> GIVEN TASK: List each line in the data below that contains the word "building".

(Stored records)

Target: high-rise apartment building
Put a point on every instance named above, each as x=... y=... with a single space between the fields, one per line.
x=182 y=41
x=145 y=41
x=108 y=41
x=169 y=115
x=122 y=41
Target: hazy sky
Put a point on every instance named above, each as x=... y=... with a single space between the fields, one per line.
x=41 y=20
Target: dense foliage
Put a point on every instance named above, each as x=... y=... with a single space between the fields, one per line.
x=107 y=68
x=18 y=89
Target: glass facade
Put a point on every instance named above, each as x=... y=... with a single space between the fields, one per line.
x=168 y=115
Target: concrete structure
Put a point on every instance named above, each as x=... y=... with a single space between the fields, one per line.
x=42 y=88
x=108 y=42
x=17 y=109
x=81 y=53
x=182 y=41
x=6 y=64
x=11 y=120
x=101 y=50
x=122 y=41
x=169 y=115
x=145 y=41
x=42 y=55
==
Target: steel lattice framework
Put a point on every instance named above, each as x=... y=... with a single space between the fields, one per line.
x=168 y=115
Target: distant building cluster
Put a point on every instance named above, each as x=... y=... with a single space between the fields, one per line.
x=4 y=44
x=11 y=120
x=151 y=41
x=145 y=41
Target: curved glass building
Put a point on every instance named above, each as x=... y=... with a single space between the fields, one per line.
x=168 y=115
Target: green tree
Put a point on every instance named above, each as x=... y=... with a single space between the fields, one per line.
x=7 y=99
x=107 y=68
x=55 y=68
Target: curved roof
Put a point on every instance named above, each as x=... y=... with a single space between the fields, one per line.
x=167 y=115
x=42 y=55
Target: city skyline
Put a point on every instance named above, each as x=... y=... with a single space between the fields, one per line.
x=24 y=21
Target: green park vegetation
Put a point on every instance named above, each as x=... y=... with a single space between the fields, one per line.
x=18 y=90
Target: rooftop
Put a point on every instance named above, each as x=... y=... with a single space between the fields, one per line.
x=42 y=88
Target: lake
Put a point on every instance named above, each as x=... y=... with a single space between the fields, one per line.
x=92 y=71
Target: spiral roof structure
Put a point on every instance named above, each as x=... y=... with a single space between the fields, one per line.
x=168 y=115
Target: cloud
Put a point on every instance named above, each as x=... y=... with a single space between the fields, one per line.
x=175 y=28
...
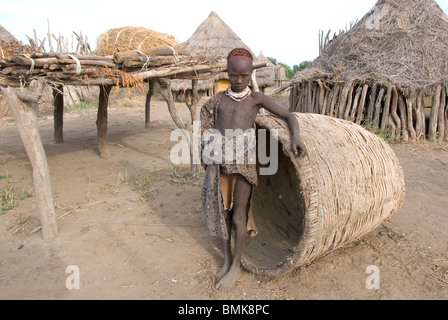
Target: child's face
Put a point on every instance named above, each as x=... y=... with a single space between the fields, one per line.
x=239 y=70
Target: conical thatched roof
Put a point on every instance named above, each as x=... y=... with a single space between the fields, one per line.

> COMPLETED EXERCISE:
Target: high-rise apartment building
Target: distant building cluster
Target: curved glass building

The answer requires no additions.